Belirtilen Hedef 1 =
Optimizasyon yazısında "O halde ne yapmalı;" sözlerinden "bir şekilde olmamalı." sözlerine kadar, bu ikisi de dahil olmak üzere, olan kısmı tekrar yaz. Bunu yaparken "cemaat" kelimesini "topluluk" olarak değiştir.
Belirtilen Hedef 2 =
Aşağıdaki kayıtların bütün satırlarını hiçbir şeyi değiştirmeden aynen yaz. Resimleri cevaba alma.

- 260 Okunma
- 0 Yorum
- 1 Beğeni
OPTİMİZASYON
OPTİMİZASYON
Yıllar önce Erzurum’da bir parti salonunda konuşan Korkut Özal optimizasyonu anlatmış İslam’da bunun bir karşılığı olup olmadığını sormuştu. Ben ‘İşlerin hayırlısı orta olanıdır’ Hadis-i Şerif’ini bildiğim halde konuya denk düşüp düşmeyeceğini bilmediğim ve olumlu karşılanacağına emin olmadığım için efendimizin sözüne bir hafife alma davranışı oluşur korkusuyla söyleyememiştim.
Yıllarca bu konuyu düşündüm o andaki kanaatimin değişmediğini, edindiğim yeni bilgilerin durumu değiştirmediğini gördüm.
Optimizasyon işlerin en uygun zamanda , verimli olarak yapılması anlamına geliyordu Sayın Özal’ın anlattıklarına bakarsak. İşte işlerin hayırlısı orta: vasat olanı ifadesi de tam bu anlama geliyor.
Yani bir iş yapıyorsunuz vakti öyle ayarlamalı, maliyeti, iş gücünü öyle ayarlamalısın ki en karlı, en verimli, rantabl noktaya ulaşabilmelisin. İşte bu nokta evsat: en orta noktadır ki; Efendimizin tavsiye ettiği de budur.
Hem dünya hem ahiret işlerinde geçerli olan yöntem budur. Diyelim namaz kılıyorsunuz; bu namazı çok uzatırsanız, usanır bir daha ibadet etmeye içinizde heves bulamazsınız. Yahut ta çok kısaltırsanız, hızlı ve çabuk kılarsanız, namaz için gereken huşu ve huzuru bulamaz ve namaz kılmaktaki amaca ulaşamazsınız.
O halde ne yapmalı; ne bıkacak ve başkalarını bıktıracak -cemaat halindeyse- bir süre ve şekilde, ne de maksada ulaşamayan, sadece bir bedensel harekete dönüşen bir şekilde olmamalı.
Aynı inceliği Efendimizin visal orucunu yasaklayıp, Davut orucunu tavsiye etmesinde de görebiliriz. Daha Kutsi Hadiste Peygamberini ‘ne elini sıkı sıkıya kapatıp cimrilik etmesin, ne de büsbütün açıp savurmamasını’ emretmiştir. İşte bu itidal: orta yoldur ve her alanda tavsiye edilen budur. İşte gerçek en uygun şekle sokma budur ve 1400 kusur sene önce vazedilmiştir.
Bu en uygun şekle sokma kuralı Allah’ın yarattığı tabiat kanunlarında da vardır ve geçerlidir. Örneğin sulama işlemini ele alalım. Sulamayı fazla yaptığınız zaman ekinler çürüyor, az verdiğiniz zaman kuruyor. Aynı işlemi insan bedeni için düşünelim: suyu çok içerseniz ödem yapıyor, az içerseniz susuz kalıyor, böbrek hastalığı başta olmak üzere, ölüme kadar varan hastalıklara duçar oluyorsunuz.
İşte hayatın her alanında olan bu kural, insan hayatını düzenleyen onun mutlu olmasına, yaradılış gayesine uygun yaşamasına en uygun kuraldır.

Verilen Bilgiler =
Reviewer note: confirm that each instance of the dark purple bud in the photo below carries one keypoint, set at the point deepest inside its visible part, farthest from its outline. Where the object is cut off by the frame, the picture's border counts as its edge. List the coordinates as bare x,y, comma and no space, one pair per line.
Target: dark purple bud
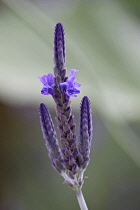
85,132
59,51
50,138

Sorunun Çözümü 1 =
O halde ne yapmalı; ne bıkacak ve başkalarını bıktıracak -topluluk halindeyse- bir süre ve şekilde, ne de maksada ulaşamayan, sadece bir bedensel harekete dönüşen bir şekilde olmamalı.

Sorunun Çözümü 2 =
Reviewer note: confirm that each instance of the dark purple bud in the photo below carries one keypoint, set at the point deepest inside its visible part, farthest from its outline. Where the object is cut off by the frame, the picture's border counts as its edge. List the coordinates as bare x,y, comma and no space, one pair per line.
Target: dark purple bud
85,132
59,51
50,138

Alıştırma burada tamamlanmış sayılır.